** Opening Passage provided block **
Public hotline exposes China’s pollution problems
A phone booth on a busy Beijing street highlights the dirty air plight of victims from Huludao city
China Dialogue focuses on the environmental challenges facing the world’s second-largest economy. Below is an edited extract from this week’s China Dialogue digest. It is published under the Creative Commons BY NC ND license. You can read the original here.
Long underused in the era of smartphones, a public phone booth on a busy Beijing street became a “hotline” for pollution victims during a weekend in July.
Calling from the city of Huludao in Liaoning province, they were able to share their sufferings with total strangers.
It was set up by the artist and activist Nut Brother, well known for his creative tactics in exposing pollution problems.
On his Weibo account, Nut Brother recruited members of the public to visit the phone booth, pick up the phone and listen to pollution victims deprived of other channels to air their grievances.
Those conversations were recorded as part of a documentary project.
Previously known for its seaside resorts, Huludao has in recent years increasingly chosen a development path favoring polluting industries, especially in the sectors of pharmaceuticals, metals and waste treatment.
The phone booth action was part of a greater effort by residents to raise national awareness of their plight.
** Closing Passage provided block **
** Opening Information block **
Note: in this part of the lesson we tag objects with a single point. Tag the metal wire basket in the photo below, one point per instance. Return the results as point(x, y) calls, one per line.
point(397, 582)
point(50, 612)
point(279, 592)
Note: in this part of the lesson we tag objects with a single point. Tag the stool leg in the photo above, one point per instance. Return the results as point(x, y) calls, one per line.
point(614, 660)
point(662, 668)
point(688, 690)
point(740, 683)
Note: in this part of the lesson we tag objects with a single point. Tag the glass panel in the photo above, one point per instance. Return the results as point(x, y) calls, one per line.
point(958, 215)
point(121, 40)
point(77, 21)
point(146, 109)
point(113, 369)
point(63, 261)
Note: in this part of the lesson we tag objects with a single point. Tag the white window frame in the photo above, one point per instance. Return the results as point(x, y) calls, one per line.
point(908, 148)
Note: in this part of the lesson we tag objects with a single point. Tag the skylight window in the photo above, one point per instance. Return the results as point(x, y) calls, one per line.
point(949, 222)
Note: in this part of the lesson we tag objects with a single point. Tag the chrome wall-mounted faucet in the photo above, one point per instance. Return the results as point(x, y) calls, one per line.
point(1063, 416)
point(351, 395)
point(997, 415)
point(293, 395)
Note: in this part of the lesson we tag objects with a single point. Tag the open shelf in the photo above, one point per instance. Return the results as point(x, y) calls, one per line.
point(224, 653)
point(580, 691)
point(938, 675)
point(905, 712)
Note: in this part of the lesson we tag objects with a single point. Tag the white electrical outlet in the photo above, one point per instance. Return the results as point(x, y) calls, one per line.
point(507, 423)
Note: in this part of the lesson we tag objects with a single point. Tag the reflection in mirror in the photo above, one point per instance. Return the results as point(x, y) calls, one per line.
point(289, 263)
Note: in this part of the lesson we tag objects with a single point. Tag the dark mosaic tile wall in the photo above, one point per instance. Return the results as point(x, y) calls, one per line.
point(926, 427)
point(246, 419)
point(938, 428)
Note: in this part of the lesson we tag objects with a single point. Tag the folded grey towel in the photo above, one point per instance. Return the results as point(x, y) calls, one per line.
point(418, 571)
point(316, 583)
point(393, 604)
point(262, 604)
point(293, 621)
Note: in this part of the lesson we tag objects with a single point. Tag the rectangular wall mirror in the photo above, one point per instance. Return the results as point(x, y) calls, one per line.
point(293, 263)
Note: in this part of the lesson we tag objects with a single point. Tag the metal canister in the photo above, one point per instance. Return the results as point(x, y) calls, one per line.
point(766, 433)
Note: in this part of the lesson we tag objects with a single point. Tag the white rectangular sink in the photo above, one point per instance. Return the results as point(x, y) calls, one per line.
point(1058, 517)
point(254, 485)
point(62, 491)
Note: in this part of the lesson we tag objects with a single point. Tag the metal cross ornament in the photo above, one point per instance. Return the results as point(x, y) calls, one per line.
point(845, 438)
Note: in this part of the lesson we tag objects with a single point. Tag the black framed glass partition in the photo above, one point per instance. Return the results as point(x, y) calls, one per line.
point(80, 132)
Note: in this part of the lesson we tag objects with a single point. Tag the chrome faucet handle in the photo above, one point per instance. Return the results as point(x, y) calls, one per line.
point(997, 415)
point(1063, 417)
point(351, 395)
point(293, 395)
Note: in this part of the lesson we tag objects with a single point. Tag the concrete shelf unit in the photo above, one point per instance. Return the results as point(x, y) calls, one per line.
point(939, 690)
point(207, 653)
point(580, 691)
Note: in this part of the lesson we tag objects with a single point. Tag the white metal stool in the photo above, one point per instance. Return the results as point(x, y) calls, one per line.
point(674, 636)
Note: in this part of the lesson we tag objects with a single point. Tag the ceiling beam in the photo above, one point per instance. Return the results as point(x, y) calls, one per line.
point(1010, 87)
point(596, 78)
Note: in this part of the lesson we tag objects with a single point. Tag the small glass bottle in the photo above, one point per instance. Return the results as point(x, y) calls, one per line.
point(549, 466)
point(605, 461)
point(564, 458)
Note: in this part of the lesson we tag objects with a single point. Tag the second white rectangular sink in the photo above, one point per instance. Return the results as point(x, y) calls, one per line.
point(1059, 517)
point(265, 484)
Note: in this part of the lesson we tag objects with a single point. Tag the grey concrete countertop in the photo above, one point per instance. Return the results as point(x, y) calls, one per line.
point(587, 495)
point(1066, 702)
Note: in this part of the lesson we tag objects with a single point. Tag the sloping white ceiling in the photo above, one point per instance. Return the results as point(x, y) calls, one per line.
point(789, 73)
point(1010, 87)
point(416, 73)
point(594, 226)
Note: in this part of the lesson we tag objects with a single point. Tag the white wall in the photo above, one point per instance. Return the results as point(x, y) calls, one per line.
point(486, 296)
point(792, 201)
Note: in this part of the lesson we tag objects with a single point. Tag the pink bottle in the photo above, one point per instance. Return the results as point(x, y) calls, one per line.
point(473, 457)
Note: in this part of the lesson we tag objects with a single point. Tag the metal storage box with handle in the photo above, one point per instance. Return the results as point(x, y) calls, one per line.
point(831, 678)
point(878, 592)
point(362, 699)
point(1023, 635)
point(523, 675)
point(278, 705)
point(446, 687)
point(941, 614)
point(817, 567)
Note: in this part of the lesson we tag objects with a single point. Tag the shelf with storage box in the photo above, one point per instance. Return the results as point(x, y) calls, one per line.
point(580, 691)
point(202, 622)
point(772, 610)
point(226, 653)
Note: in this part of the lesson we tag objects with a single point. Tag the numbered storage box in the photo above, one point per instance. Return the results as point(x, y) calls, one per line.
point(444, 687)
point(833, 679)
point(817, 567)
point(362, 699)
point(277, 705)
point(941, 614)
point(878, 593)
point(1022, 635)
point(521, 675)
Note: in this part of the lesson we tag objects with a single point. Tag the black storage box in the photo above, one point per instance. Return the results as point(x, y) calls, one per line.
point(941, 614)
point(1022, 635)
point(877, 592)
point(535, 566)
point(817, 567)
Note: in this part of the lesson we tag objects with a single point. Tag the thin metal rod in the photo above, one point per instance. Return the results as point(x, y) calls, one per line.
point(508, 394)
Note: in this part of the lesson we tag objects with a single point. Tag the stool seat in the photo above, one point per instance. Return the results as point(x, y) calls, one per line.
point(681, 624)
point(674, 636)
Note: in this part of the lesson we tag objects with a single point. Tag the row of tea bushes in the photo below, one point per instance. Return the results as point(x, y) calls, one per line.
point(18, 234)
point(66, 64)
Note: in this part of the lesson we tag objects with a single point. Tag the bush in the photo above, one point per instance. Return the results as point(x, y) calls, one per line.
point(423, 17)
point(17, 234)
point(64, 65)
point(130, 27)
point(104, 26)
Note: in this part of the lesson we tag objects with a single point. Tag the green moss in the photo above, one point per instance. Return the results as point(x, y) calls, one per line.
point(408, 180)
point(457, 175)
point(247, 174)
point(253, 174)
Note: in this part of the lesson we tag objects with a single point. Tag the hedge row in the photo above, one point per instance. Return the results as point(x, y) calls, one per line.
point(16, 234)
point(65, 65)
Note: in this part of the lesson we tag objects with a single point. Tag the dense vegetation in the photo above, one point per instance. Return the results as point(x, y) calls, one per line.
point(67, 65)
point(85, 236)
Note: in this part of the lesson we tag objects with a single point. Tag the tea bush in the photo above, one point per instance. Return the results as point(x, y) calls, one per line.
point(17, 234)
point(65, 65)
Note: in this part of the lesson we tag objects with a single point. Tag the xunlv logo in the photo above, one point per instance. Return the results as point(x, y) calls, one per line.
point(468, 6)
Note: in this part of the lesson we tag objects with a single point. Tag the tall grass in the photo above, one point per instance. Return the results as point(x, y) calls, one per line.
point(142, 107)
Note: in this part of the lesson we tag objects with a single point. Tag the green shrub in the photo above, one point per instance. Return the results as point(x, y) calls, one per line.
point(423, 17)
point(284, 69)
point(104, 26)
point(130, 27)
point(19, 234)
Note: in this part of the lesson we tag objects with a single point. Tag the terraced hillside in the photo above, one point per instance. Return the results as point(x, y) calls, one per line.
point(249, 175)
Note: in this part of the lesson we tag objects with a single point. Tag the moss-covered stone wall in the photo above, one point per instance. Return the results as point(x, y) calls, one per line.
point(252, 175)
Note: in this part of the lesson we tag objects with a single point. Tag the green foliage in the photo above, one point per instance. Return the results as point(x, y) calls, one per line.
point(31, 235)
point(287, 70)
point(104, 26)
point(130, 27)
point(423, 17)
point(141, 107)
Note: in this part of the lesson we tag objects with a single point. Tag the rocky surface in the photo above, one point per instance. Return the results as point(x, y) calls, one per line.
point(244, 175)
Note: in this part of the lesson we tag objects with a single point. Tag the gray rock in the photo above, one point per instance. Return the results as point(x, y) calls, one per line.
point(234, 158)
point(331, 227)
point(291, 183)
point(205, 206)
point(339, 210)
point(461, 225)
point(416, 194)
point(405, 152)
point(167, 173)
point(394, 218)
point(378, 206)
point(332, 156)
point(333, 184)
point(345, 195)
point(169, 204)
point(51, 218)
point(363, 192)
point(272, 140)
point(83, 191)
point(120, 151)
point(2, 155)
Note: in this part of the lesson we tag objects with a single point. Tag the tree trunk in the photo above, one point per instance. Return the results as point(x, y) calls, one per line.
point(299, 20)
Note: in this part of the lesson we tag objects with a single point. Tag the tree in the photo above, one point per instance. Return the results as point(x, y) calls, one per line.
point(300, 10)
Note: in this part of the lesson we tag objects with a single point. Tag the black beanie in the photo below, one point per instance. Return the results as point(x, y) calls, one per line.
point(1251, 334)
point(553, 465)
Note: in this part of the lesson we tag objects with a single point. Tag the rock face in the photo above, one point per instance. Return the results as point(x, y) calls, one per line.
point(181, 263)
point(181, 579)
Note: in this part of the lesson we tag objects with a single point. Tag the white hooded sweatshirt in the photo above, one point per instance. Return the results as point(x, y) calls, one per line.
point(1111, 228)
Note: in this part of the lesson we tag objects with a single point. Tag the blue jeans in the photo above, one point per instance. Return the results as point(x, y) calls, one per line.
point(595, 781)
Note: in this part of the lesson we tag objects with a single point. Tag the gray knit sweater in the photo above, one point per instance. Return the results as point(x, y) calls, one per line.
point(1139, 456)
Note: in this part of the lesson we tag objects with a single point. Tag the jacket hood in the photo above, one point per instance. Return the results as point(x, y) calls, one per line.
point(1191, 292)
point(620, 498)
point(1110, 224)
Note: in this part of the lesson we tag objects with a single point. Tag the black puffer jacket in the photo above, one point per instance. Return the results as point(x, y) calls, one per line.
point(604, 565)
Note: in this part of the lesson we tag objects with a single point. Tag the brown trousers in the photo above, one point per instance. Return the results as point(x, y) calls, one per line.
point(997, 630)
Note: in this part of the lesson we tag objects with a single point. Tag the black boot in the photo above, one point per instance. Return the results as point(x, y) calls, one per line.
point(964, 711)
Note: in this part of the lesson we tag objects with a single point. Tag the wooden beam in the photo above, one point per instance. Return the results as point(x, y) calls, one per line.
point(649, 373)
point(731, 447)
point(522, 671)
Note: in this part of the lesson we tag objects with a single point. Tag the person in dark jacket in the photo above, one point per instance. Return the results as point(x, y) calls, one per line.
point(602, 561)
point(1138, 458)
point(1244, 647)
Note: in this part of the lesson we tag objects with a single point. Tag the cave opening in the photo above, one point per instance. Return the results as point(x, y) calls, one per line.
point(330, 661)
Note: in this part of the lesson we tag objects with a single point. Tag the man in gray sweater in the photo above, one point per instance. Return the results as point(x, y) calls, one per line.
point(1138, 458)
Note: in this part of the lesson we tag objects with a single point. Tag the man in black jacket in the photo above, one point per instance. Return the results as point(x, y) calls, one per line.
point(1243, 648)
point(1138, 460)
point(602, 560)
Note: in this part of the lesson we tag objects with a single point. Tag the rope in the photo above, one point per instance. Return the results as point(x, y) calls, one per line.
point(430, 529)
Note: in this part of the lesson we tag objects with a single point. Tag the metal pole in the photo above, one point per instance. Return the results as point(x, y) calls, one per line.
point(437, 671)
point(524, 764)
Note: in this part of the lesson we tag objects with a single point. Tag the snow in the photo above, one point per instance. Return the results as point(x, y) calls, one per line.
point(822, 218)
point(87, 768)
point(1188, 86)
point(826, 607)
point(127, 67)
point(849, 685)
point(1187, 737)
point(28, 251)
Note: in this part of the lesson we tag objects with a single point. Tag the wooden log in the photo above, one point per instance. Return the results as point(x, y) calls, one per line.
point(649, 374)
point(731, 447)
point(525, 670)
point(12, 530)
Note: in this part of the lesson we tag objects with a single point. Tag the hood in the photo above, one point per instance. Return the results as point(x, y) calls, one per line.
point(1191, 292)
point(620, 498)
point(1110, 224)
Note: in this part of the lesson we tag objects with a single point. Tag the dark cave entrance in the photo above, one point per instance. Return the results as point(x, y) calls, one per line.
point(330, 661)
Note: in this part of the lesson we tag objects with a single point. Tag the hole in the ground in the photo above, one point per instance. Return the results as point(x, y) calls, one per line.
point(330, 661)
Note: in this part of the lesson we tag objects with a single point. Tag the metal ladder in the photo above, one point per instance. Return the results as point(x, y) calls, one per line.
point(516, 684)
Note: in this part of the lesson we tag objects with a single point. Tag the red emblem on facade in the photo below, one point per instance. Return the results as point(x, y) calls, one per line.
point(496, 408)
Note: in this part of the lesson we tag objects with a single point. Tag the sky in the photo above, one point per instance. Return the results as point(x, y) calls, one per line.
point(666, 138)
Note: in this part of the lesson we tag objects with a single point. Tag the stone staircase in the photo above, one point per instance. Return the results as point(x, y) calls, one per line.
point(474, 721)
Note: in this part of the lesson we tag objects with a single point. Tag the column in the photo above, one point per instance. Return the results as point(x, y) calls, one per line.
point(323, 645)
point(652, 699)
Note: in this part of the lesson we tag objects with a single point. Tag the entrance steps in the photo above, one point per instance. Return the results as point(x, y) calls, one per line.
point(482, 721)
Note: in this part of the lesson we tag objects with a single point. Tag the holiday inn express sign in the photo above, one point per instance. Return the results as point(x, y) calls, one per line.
** Closing Information block **
What to do
**A)** Which polluting industry sectors does the hotline article name as favored in Huludao's development path?
**B)** According to the hotline article, which province is Huludao in?
**C)** Quote the hotline article between "Calling from the" and "exposing pollution problems.", inclusive.

Solutions to the problems
**A)** Pharmaceuticals, metals, and waste treatment.

**B)** Liaoning province.

**C)**
Calling from the city of Huludao in Liaoning province, they were able to share their sufferings with total strangers.
It was set up by the artist and activist Nut Brother, well known for his creative tactics in exposing pollution problems.